Exercise aim – Pick out each line of the listing that contains the word "holding", and treat uppercase and lowercase as different.

Task material –

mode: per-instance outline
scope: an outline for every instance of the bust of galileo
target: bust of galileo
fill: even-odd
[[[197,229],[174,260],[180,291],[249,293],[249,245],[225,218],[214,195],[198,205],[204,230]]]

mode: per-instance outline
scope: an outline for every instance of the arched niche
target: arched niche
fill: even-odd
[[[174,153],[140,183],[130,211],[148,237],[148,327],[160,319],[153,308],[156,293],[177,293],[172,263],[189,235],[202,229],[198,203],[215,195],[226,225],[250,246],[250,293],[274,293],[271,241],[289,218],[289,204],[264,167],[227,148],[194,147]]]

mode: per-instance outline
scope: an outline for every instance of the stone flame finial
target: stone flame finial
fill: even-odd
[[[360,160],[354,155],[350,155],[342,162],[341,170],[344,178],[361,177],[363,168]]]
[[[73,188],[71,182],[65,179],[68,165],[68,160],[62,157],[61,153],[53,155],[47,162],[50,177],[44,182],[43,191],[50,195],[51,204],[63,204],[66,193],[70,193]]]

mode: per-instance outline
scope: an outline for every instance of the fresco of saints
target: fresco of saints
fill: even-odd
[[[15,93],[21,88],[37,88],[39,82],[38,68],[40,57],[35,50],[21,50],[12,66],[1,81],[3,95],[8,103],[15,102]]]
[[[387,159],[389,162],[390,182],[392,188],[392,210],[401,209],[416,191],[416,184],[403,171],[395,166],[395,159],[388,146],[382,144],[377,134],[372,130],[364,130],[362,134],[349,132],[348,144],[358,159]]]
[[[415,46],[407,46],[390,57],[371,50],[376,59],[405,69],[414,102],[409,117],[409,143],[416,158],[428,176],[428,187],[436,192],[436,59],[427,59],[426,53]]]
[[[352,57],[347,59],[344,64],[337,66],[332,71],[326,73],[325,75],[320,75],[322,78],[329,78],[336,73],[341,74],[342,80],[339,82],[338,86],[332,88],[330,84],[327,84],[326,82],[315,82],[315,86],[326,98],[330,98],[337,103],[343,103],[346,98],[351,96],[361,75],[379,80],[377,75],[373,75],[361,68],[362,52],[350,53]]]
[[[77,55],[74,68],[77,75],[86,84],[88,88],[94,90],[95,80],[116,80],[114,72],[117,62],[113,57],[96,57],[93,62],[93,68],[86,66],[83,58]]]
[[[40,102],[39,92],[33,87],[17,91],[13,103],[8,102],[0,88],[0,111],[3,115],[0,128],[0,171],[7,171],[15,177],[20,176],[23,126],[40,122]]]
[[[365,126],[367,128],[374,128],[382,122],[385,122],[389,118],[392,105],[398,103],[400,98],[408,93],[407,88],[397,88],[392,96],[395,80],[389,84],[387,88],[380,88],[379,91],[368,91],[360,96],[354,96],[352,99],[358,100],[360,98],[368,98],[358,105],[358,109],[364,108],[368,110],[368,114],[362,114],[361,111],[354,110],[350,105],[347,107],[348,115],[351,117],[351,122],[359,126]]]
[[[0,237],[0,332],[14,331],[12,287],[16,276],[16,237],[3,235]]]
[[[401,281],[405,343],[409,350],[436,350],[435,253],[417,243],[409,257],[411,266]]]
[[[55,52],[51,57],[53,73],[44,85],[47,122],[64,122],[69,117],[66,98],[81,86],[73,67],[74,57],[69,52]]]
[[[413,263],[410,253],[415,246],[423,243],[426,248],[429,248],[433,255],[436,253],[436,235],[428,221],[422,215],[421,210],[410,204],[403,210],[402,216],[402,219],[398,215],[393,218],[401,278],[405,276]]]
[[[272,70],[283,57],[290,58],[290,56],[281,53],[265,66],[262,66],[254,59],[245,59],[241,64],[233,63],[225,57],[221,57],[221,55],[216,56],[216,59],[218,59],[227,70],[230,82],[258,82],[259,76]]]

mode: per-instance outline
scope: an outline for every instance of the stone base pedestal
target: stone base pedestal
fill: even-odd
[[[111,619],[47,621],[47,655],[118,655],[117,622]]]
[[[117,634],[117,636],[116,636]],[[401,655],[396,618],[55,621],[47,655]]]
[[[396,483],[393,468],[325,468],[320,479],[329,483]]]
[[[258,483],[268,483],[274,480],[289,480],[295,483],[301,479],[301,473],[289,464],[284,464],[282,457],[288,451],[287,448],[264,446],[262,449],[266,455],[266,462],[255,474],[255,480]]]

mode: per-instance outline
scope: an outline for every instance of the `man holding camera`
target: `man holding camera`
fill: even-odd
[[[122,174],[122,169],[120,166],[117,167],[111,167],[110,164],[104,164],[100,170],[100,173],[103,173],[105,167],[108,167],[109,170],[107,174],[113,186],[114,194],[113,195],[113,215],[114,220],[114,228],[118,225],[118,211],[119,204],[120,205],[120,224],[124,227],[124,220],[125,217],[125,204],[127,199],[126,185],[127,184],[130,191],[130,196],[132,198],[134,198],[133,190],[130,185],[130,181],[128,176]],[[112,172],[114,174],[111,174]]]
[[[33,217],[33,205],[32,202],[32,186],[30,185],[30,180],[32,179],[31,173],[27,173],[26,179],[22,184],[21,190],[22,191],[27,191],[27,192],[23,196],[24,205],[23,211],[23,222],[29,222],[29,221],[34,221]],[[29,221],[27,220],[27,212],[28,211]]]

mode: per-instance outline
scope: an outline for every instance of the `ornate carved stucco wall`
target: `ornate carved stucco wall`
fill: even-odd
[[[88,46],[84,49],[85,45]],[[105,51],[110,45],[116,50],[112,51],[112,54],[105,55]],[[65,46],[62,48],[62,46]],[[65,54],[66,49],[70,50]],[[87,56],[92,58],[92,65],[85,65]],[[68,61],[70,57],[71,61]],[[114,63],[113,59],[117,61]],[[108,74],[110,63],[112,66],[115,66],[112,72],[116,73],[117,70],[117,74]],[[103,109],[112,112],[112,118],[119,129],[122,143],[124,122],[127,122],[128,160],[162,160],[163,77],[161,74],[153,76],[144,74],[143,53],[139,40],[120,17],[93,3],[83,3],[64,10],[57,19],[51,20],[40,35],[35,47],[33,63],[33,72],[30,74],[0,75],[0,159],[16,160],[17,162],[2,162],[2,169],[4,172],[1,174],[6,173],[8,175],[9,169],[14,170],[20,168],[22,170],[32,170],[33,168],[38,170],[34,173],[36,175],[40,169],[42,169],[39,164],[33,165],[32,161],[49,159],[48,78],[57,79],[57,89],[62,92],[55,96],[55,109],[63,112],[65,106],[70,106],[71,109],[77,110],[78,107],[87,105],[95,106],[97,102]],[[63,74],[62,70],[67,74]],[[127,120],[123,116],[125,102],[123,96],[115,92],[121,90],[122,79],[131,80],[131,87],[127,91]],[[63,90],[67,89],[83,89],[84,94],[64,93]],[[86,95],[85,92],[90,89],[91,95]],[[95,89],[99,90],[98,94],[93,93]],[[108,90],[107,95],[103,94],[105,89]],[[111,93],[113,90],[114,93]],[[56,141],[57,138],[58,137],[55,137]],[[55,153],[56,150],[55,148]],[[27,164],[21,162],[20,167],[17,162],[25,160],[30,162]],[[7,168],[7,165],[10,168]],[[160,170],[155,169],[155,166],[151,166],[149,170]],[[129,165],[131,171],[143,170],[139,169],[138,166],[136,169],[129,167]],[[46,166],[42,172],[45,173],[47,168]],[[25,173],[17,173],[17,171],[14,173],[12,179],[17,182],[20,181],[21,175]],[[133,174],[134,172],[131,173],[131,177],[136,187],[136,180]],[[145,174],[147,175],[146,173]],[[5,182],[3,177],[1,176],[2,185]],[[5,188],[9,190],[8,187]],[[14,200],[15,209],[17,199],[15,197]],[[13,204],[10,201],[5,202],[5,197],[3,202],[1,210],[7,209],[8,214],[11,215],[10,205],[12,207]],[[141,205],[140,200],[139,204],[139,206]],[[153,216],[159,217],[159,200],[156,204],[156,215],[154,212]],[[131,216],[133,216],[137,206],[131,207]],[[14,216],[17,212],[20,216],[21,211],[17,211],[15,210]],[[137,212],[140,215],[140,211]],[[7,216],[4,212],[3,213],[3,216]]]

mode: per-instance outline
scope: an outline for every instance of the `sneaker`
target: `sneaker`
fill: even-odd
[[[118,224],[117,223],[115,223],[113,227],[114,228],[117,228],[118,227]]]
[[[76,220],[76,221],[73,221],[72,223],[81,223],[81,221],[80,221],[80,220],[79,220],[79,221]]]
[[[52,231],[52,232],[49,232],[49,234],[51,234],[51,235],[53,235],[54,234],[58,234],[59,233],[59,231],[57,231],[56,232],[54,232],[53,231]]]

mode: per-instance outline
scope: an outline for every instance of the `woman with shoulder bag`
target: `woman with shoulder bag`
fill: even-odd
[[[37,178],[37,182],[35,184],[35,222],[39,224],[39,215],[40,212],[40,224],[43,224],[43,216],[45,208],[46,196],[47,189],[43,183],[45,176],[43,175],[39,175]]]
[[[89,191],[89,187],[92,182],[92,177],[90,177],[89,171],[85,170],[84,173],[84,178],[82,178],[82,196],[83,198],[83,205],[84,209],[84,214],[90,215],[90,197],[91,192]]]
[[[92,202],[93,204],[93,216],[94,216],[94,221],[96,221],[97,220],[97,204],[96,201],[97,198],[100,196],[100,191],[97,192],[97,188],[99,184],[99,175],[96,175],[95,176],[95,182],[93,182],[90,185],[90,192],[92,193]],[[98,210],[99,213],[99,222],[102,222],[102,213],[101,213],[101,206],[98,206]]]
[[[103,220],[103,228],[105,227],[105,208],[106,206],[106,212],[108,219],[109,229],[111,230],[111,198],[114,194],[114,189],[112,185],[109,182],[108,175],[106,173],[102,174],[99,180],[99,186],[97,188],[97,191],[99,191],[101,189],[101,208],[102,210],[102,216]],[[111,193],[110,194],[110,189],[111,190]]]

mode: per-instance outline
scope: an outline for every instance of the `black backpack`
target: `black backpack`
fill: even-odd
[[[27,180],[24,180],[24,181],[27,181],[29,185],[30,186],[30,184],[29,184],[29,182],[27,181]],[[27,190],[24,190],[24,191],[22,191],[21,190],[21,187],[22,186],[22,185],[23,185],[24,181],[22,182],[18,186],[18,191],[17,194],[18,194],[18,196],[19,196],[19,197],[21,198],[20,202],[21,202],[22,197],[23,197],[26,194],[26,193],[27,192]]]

The output –
scope: an outline for every instance of the `man holding camera`
target: `man holding camera`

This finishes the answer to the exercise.